Funkyjimmer's Blog

Friday, August 29, 2003

“OVERCOMING THE FEAR FACTOR”

You may have seen the T. V. program, “FEAR FACTOR”. This is the program where people are doing the most awful things -- escapades that would strike fear in the heart of most people. These people risk doing these things for a large sum of money. It is nearly unbelievable what some people will attempt to endure for money.

I have said before I am a “fear-prone” person. I could never even approach doing any of the things they have done on that T. V. program. In fact, I have never watched more than just the opening few seconds of the program a couple of times. That was enough to gross me out.

But God doesn’t want us to go through life under the cloud of fear. God wants to release us from the fears that haunt and bind us. The Bible says, “For God did not give us a spirit of timidity (fear), but a spirit of power, of love and of self-discipline.” (2 Timothy 1:7)

It isn’t only the non-Christian in the world that is fearful. Research shows that many active, church-going, born-again Christians are as fearful as the people in the world.

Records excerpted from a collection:
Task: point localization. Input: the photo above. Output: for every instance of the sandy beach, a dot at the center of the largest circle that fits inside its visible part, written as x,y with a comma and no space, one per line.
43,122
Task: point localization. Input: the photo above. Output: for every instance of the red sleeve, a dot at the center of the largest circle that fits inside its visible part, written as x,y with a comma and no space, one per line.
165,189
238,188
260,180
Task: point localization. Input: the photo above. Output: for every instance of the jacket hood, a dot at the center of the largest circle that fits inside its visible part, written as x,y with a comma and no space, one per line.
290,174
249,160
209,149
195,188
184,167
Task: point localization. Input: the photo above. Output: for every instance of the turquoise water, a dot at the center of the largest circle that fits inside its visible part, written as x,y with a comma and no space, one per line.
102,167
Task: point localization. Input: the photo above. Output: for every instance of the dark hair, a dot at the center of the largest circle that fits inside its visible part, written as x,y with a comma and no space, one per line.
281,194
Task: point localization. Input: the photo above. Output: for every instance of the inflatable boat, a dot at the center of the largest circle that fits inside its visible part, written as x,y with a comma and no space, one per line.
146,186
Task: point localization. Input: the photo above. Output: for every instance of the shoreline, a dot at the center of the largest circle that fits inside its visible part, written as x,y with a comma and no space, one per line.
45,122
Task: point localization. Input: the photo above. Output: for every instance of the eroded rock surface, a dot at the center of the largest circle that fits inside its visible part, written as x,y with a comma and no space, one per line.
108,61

■ **Objective**
Pick up the blog post on overcoming fear after its last sentence and continue writing it. None of this material is needed.

■ **Written response**
Extreme fear can be an awful thing. Though sometimes ridiculous and childish. I have always had “acrophobia” an extreme fear of heights. I remember one time I was on the roof of my one-story house and completely froze with fear. I’m still not sure how they got me off that roof. I’m not sure why or how I got up there in the first place! But I know I lost all sense of rationality and screamed like a mad-man!

Fear often keeps us from the spiritual service and effectiveness that God has for us. It also blocks us from receiving the peace that Jesus said He gives. I have a list of 57 things that people are afraid of—literally from “A” to “Z”. I’ll post the list sometime soon.

There is a fear that ignores the voice of reason and of the Holy Spirit. And there is that mellow, gray, soothing fear that delays and fogs the issues, that fosters indecision, that finds it easy to settle down for a while.

The Greek New Testament defines fear as “being scared, dread, terror cowardice and timidity.”

God is not the source of any of these common characteristics of mankind. The problem is our sin nature.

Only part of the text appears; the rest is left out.